▶ _Directions_: Give back the records in full, with every line exactly as it was.

-- Opening Marker --

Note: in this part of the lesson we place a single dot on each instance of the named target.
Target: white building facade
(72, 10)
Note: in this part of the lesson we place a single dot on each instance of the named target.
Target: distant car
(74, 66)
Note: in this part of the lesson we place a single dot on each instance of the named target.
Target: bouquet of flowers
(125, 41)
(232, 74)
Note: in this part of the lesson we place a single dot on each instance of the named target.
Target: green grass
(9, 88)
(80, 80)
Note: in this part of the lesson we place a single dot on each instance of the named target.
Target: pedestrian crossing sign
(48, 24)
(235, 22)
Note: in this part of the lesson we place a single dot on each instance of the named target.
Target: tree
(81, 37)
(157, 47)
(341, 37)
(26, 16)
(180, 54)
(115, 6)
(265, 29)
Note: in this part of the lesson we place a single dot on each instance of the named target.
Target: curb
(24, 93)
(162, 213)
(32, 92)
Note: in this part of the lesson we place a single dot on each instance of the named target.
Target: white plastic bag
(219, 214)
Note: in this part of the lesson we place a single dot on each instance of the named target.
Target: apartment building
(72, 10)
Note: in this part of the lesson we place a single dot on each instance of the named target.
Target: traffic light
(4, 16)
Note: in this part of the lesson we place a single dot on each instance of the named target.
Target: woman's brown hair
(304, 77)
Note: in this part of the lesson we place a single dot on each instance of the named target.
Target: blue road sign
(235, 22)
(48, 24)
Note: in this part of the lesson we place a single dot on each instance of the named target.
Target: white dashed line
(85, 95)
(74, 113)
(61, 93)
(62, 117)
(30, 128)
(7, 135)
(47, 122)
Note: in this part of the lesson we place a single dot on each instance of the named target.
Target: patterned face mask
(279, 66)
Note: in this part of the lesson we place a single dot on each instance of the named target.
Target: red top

-- Closing Marker --

▶ _Answer below_:
Note: in this part of the lesson we place a single dot on each instance of the named target.
Target: white building facade
(72, 10)
Note: in this part of the lesson we place a single dot on each instance of the named target.
Target: distant car
(74, 66)
Note: in this part of the lesson we place a single dot on each instance of the named target.
Target: bouquet of flowers
(125, 41)
(232, 74)
Note: in this part of the lesson we place a single dot on each instance of the named target.
Target: green grass
(9, 88)
(80, 80)
Note: in this part of the lesson we place a single dot on each instance of the named target.
Target: pedestrian crossing sign
(48, 24)
(235, 22)
Note: in this part of the lesson we place a single dot on each instance of the named target.
Target: tree
(81, 37)
(157, 47)
(341, 37)
(26, 16)
(180, 54)
(115, 6)
(265, 29)
Note: in this part of the lesson we place a single dot on each instance of the named target.
Target: curb
(24, 93)
(162, 213)
(32, 92)
Note: in this part of the lesson we place a single dot on each instance of the named target.
Target: white plastic bag
(219, 214)
Note: in this part of the lesson we place a single dot on each instance of the named target.
Target: apartment building
(72, 10)
Note: in this part of the lesson we place a single dot on each instance of the named target.
Target: traffic light
(4, 16)
Note: in this part of the lesson we place a single dot on each instance of the named target.
Target: woman's brown hair
(304, 77)
Note: in this part of the lesson we place a single dot on each instance of the named target.
Target: blue road sign
(235, 22)
(48, 24)
Note: in this part of the lesson we place a single dot on each instance of the named target.
Target: white dashed line
(85, 95)
(74, 113)
(61, 93)
(62, 117)
(30, 128)
(7, 135)
(47, 122)
Note: in this part of the lesson we place a single dot on each instance of the named target.
Target: patterned face mask
(279, 66)
Note: in this part of the lesson we place a single dot on each instance of the named target.
Target: red top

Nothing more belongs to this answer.